• SELECTED EXCERPT:
------------------------------------

She-Ra and the Princesses of Power
I am excited to see that She-Ra and the Princesses of Power has been so well-received. This relaunch of the 1980s cartoon show has a more modern sensibility, and it allows the character to stand on her own instead of being a He-Man adjunct. (I haven’t had a chance to see the show yet, but I believe it, since the revamp was created by Noelle Stevenson, whose Nimona, which did something similar to fantasy adventure stories, won an Eisner a couple of years of ago.) I’m told it’s a good watch for fans of Sailor Moon or Steven Universe.
The 13 half-hour episodes are produced by DreamWorks and all are now available on Netflix. The show
tells the epic story of an orphan named Adora, who leaves behind her former life in the evil Horde when she discovers a magic sword that transforms her into the mythical warrior princess She-Ra. Along the way, she finds a new family in the Rebellion as she unites a group of magical princesses in the ultimate fight against evil.
The show promoters sent me a super-cool t-shirt and a pack of character cards to bring me up to speed on the cast. There are a lot of them!
Aimee Carrero provides the voice of She-Ra/Adora, with Lauren Ash as Scorpia, AJ Michalka as Catra, Lorraine Toussaint as Shadow Weaver, Keston John as Hordak, Noelle Stevenson (!) as Spinnerella (which always makes me hear “Cut it up one time”), Krystal Joy Brown as Netossa, Christine Woods as Entrapta, Jordan Fisher as Seahawk, Vella Lovell as Mermista, Genesis Rodriguez as Perfuma, Merit Leighton as Frosta, Reshma Shetty as Angella, Marcus Scribner as Bow, Karen Fukuhara as Glimmer, and Sandra Oh as Castaspella.

------------------------------------

• WORK ITEM A: Please translate this sentence from the She-Ra post into Spanish: "The 13 half-hour episodes are produced by DreamWorks and all are now available on Netflix."
• WORK ITEM B: Set down, word for word, the part of the She-Ra post that opens with the words containing "The show promoters" and closes with "Oh as Castaspella.".
Rely on nothing but the She-Ra post when doing the tasks.

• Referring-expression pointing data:

------------------------------------

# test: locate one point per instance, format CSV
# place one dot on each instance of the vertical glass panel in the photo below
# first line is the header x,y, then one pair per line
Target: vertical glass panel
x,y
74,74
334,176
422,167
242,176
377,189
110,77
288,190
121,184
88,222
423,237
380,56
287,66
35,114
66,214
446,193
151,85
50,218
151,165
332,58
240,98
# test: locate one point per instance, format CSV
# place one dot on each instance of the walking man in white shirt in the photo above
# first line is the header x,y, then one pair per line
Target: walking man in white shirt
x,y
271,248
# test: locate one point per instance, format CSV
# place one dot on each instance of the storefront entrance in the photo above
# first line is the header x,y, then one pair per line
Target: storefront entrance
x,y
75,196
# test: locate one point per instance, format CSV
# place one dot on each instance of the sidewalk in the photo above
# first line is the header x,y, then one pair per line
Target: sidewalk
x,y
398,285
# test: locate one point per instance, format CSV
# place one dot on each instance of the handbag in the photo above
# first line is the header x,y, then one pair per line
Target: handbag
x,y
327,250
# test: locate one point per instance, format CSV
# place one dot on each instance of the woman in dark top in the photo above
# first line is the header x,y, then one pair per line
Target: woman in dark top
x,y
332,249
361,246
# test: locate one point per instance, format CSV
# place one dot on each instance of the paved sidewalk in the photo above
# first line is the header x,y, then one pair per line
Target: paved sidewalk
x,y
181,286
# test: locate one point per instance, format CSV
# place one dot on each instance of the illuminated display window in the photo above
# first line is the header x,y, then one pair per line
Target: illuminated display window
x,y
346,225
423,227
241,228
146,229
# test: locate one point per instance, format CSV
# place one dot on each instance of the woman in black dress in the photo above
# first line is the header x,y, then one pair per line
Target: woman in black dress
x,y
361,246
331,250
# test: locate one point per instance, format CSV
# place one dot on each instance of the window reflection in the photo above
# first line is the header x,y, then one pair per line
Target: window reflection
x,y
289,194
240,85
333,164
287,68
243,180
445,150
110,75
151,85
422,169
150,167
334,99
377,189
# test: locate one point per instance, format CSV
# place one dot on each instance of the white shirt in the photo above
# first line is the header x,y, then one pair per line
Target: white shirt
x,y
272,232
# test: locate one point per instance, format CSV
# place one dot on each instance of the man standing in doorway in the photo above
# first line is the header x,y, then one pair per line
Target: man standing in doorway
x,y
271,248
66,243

------------------------------------

• ANSWER SPACE A: Los 13 episodios de media hora están producidos por DreamWorks y todos ya están disponibles en Netflix.

• ANSWER SPACE B:
The show promoters sent me a super-cool t-shirt and a pack of character cards to bring me up to speed on the cast. There are a lot of them!
Aimee Carrero provides the voice of She-Ra/Adora, with Lauren Ash as Scorpia, AJ Michalka as Catra, Lorraine Toussaint as Shadow Weaver, Keston John as Hordak, Noelle Stevenson (!) as Spinnerella (which always makes me hear “Cut it up one time”), Krystal Joy Brown as Netossa, Christine Woods as Entrapta, Jordan Fisher as Seahawk, Vella Lovell as Mermista, Genesis Rodriguez as Perfuma, Merit Leighton as Frosta, Reshma Shetty as Angella, Marcus Scribner as Bow, Karen Fukuhara as Glimmer, and Sandra Oh as Castaspella.